[[ INPUT FOR THIS TASK, beginning ]]
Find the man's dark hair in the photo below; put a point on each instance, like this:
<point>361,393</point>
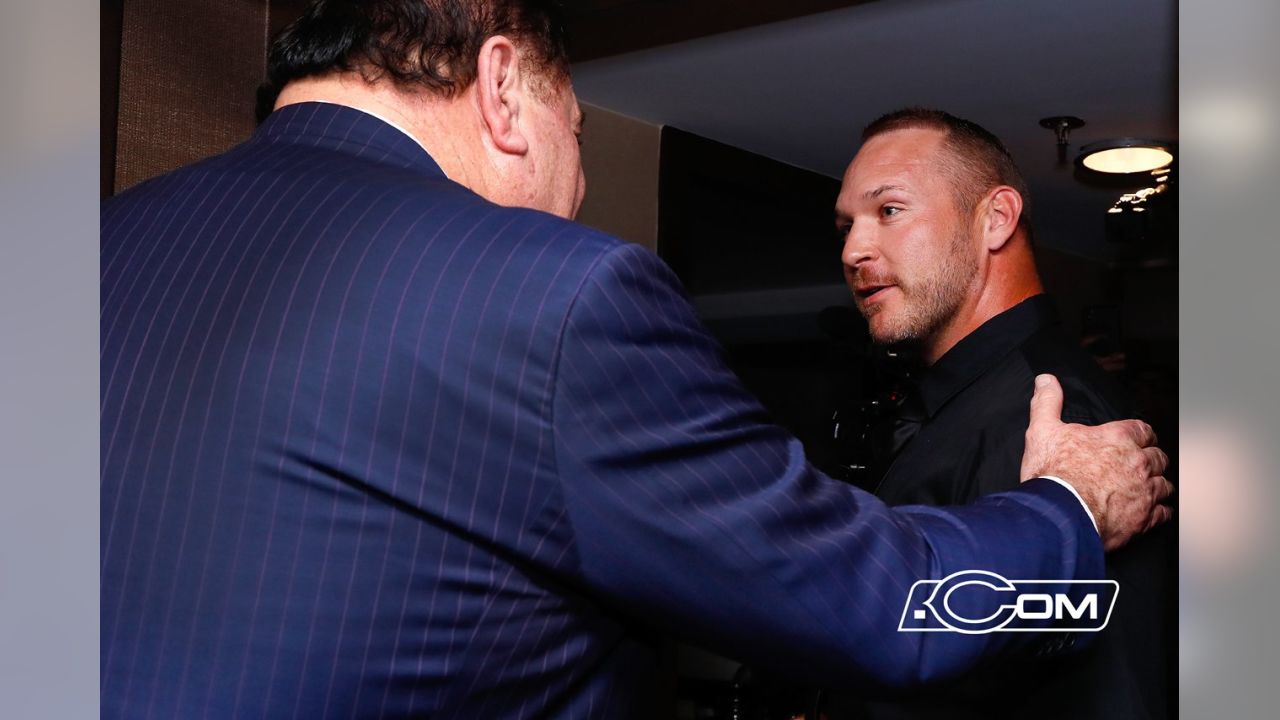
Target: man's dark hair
<point>426,44</point>
<point>979,160</point>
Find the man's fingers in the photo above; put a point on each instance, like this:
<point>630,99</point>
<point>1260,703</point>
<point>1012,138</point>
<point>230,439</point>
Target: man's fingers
<point>1047,401</point>
<point>1136,431</point>
<point>1156,460</point>
<point>1159,516</point>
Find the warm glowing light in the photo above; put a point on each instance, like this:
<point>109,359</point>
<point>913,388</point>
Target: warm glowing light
<point>1123,160</point>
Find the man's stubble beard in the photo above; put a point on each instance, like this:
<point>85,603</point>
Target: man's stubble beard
<point>931,302</point>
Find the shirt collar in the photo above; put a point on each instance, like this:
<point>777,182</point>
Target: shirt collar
<point>979,351</point>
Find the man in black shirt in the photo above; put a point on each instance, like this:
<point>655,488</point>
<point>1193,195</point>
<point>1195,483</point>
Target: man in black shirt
<point>938,255</point>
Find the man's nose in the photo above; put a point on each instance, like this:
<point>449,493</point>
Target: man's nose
<point>858,247</point>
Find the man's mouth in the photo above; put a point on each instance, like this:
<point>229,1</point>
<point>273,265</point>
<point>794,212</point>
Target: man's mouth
<point>872,292</point>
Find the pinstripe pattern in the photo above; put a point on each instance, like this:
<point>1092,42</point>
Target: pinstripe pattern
<point>373,446</point>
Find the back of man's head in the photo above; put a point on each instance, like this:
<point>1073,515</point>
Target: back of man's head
<point>978,160</point>
<point>429,45</point>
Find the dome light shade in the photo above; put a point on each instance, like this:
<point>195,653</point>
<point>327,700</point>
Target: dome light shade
<point>1125,155</point>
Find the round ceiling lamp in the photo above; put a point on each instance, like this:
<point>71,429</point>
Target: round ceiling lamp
<point>1125,155</point>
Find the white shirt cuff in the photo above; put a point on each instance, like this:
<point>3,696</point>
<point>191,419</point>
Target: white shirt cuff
<point>1087,511</point>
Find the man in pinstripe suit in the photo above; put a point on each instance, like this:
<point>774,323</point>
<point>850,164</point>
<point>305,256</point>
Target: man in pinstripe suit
<point>385,434</point>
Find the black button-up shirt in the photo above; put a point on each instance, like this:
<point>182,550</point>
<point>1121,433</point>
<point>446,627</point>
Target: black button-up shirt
<point>973,408</point>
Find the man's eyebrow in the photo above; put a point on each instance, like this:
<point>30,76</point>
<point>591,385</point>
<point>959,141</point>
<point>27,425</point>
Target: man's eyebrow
<point>881,190</point>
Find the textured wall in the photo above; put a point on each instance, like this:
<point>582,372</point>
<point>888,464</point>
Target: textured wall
<point>188,73</point>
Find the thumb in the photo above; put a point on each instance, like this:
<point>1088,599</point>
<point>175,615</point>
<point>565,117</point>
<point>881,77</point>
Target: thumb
<point>1046,402</point>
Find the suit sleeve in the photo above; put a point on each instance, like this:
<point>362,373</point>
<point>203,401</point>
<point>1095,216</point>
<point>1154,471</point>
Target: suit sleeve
<point>693,513</point>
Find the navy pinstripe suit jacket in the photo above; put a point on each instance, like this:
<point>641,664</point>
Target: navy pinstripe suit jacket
<point>373,446</point>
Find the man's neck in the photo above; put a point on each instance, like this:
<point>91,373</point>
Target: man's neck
<point>974,314</point>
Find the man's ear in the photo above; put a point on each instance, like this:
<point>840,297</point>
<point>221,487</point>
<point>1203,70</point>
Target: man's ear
<point>1001,213</point>
<point>499,94</point>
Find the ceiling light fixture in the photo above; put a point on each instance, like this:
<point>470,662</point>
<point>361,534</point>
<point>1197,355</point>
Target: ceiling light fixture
<point>1125,155</point>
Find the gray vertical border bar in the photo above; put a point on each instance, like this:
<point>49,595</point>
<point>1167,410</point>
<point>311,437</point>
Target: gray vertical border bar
<point>49,437</point>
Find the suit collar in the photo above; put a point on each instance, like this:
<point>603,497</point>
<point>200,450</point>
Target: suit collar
<point>346,130</point>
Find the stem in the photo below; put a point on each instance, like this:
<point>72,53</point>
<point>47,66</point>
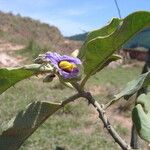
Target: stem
<point>105,121</point>
<point>84,81</point>
<point>70,99</point>
<point>134,138</point>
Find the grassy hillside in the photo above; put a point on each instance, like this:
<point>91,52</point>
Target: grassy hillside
<point>76,127</point>
<point>78,37</point>
<point>33,34</point>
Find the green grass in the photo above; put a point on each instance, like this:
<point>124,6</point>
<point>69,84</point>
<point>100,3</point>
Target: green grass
<point>76,127</point>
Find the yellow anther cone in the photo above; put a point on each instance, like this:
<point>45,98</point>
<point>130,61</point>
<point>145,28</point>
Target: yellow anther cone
<point>65,65</point>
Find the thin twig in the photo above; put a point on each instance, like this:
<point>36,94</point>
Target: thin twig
<point>70,99</point>
<point>106,123</point>
<point>102,116</point>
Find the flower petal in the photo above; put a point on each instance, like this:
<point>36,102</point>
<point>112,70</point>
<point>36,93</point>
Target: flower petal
<point>71,59</point>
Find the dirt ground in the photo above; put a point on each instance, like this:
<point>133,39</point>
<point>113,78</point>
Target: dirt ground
<point>6,51</point>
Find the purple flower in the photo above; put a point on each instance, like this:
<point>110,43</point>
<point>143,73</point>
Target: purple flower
<point>66,65</point>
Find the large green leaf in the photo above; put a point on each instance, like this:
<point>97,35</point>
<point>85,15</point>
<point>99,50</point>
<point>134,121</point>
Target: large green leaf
<point>104,31</point>
<point>132,87</point>
<point>98,50</point>
<point>141,116</point>
<point>25,123</point>
<point>10,76</point>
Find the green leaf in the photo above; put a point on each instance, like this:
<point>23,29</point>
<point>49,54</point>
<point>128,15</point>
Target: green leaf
<point>132,87</point>
<point>10,76</point>
<point>97,51</point>
<point>106,30</point>
<point>141,116</point>
<point>108,61</point>
<point>25,123</point>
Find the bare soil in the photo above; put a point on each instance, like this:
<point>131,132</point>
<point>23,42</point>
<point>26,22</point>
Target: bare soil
<point>6,54</point>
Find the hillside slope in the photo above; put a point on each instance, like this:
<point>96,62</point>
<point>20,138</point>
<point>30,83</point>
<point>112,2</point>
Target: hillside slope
<point>24,30</point>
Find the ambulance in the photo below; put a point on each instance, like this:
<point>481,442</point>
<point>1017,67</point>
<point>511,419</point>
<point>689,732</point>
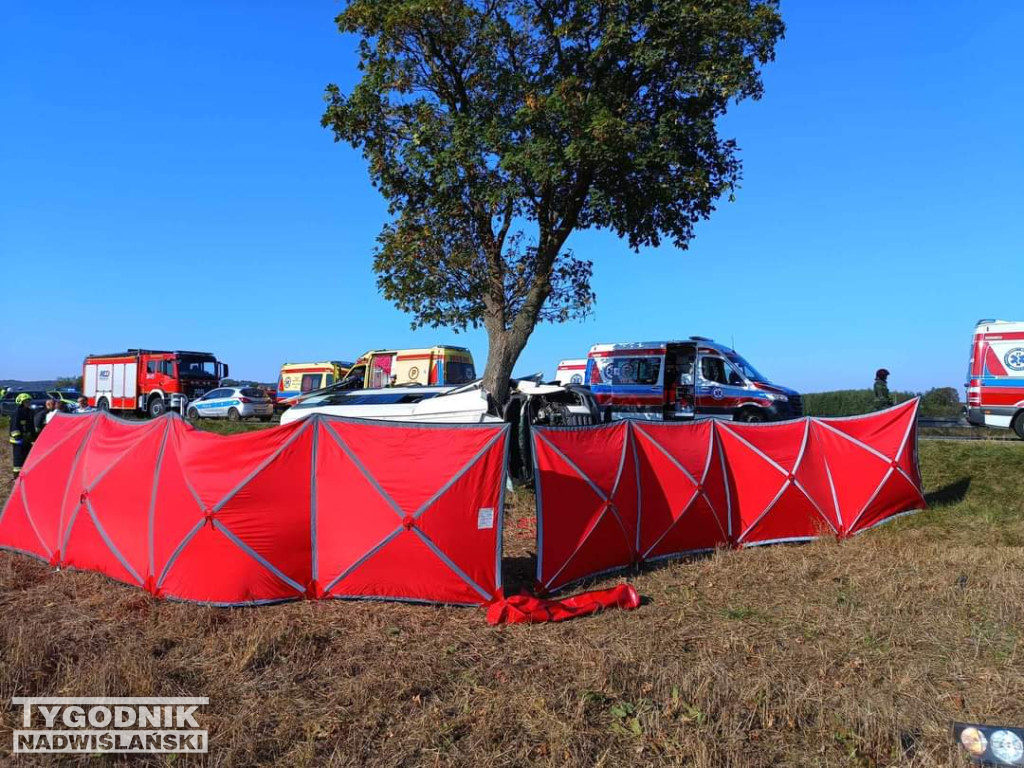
[[ INPUT FOR THIS TASK, end ]]
Return all lines of the material above in which the word "below" occurs.

Find the man's dark hair in the photo below; put a point on each instance, like this:
Find the stem in the photo below; put a point on each instance, like this:
Find the ambulance in the photo below; put a point on each instance, like this:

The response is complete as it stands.